Selected excerpt:
****
19 internautes sur 24 ont trouvé ce commentaire utile
H. F. Corbin
- Publié sur Amazon.com
Edmund White is in luck. According to him-- and he now is fluent in the language he could not speak when he moved to Paris in 1983 in part to get away from the AIDS crisis in New York City-- there is no word in French for name-dropping. Names drop on practically every page in his latest work of gossipy nonfiction INSIDE A PEARL: MY YEARS IN PARIS. (Is it name-dropping I ask if you are as well-known as some of the people whose names you scatter in your narrative.) Mr. White either is friends with, knows or at least has met dozens of the famous or near-famous: Yves Saint Laurent, Lauren Bacall, Catherine Deneuve, the writers Peter Taylor, Salman Rushdie, Alain Robbe-Grillet, Julian Barnes, Raymond Carver, Ian McEwan, Louise Erdrich, Bruce Chatwin, Martin Amis, Stephen Fry, Alan Hollinghurst, John Hawkes et al. The list seems endless.
****
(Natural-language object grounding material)
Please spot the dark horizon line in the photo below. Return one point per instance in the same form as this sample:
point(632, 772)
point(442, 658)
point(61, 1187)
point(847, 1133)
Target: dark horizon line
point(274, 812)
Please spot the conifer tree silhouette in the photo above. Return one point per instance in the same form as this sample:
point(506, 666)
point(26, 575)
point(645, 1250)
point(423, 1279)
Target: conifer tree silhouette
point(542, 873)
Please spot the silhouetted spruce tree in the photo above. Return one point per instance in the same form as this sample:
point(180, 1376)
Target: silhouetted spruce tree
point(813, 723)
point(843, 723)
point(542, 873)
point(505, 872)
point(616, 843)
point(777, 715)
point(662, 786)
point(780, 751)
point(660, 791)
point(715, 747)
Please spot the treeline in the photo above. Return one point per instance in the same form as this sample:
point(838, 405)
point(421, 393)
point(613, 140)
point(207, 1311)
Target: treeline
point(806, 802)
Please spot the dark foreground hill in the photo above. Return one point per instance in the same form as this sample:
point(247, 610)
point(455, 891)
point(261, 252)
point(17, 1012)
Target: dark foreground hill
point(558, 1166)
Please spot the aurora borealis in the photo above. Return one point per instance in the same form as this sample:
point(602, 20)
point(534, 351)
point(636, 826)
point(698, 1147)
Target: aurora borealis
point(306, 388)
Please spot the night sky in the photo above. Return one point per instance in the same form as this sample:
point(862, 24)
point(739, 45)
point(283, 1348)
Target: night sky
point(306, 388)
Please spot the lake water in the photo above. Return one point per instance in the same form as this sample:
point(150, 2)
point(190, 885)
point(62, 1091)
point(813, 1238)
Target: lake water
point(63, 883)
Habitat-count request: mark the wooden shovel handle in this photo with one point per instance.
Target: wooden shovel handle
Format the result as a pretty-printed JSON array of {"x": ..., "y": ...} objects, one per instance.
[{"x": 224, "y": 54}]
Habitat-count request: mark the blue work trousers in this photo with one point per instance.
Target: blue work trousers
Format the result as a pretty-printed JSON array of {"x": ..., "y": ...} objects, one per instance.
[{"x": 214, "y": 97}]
****
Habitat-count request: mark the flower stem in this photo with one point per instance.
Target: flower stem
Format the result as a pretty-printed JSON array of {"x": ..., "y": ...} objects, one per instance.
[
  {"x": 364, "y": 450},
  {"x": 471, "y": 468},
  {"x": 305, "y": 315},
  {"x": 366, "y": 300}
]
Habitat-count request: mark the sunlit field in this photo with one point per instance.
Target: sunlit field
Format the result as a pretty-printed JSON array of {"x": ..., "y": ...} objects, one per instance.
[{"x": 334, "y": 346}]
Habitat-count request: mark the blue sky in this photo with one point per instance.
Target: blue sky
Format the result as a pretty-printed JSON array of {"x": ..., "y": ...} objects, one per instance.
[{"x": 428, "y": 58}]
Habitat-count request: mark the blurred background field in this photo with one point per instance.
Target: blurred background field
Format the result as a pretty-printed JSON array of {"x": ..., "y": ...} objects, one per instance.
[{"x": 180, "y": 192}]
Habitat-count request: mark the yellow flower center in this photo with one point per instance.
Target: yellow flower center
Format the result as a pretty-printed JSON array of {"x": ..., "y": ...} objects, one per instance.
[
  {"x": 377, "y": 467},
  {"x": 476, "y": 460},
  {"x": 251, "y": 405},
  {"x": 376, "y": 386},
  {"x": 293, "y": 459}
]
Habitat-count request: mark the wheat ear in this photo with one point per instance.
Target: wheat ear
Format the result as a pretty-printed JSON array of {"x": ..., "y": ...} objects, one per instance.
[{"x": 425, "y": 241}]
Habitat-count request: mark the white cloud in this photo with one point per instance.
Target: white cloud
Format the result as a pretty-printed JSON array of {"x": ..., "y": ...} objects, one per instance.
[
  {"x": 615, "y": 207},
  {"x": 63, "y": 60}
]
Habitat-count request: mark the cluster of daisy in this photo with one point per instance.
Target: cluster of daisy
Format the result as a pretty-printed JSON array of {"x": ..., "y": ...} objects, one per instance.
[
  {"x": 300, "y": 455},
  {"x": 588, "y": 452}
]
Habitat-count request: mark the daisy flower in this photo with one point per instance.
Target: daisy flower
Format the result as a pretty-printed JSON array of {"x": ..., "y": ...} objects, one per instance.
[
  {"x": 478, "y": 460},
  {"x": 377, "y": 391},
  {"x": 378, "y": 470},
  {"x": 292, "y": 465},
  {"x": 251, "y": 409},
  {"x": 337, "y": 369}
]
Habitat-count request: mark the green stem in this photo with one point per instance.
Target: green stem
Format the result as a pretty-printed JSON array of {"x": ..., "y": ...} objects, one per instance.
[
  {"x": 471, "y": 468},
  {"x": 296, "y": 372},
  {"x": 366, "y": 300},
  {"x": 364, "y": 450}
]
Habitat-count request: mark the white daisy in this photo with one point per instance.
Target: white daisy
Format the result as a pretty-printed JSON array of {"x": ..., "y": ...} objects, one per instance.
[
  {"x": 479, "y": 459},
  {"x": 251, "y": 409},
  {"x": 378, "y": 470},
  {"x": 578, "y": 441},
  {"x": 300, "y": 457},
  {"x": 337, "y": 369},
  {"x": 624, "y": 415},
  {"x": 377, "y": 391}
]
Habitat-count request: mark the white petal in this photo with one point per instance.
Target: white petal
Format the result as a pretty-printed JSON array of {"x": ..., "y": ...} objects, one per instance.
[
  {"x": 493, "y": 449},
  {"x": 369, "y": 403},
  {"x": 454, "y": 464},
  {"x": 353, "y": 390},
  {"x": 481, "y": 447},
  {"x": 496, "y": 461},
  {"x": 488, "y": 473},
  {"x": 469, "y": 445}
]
****
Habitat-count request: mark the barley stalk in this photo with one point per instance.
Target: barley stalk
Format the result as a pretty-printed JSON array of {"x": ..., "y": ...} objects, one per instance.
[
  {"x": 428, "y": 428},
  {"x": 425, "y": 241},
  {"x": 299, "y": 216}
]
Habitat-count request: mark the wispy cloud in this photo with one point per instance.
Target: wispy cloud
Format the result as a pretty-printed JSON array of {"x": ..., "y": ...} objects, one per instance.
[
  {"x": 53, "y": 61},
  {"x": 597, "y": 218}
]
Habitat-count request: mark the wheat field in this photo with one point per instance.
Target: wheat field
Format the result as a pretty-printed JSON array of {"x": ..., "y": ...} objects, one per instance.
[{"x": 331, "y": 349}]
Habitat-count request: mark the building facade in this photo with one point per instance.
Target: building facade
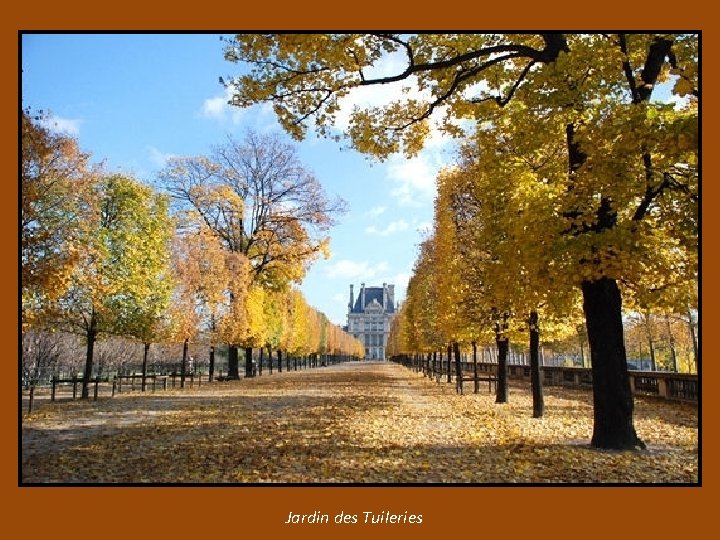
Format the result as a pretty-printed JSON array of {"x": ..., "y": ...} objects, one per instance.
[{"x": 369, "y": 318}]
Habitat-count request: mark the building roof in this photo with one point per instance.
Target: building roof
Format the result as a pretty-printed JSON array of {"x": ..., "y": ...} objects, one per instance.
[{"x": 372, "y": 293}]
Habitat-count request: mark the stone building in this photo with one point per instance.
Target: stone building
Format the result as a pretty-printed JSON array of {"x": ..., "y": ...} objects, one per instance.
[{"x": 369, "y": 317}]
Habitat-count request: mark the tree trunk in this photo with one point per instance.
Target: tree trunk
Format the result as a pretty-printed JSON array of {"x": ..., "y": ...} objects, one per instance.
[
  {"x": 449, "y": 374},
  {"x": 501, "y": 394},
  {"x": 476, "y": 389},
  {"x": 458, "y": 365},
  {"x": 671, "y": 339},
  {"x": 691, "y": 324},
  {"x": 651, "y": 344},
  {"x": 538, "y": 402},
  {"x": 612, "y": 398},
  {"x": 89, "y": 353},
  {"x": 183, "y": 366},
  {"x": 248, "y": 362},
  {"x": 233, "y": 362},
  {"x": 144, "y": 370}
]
****
Set of tasks:
1. According to the review of Edmund White's Paris memoir, in what year did White move to Paris?
2. Pick up the review of Edmund White's Paris memoir right after its last sentence and carry it forward.
None of the material is needed here.

Exercise answers:
1. 1983.

2.
Mr. White says in the beginning of this memoir that he "discovered" France through Marie-Claude de Brunhoff whom he met at a party in New York in 1975. Over the years they became good friends and she is the one person with her white cigarette holder and flowing skirts that shows up again and again while other characters come and go, among them his many sex partners and lovers. He figures that by the early 1980's he had slept with 3,000 men and says later in the book that "I had lots of sex in Paris. Like everyone." And there apparently is no detail of his sex life too private to write about. But there is so much more here as Mr. White discusses French culture, literature, art, architecture, cuisine, the differences he sees between Americans and the French (for example, we always want to know, upon meeting someone for the first time at a party that we arrived at on time, where he is from and what does he do , questions that the always-late Frenchman would never ask and does not like to answer).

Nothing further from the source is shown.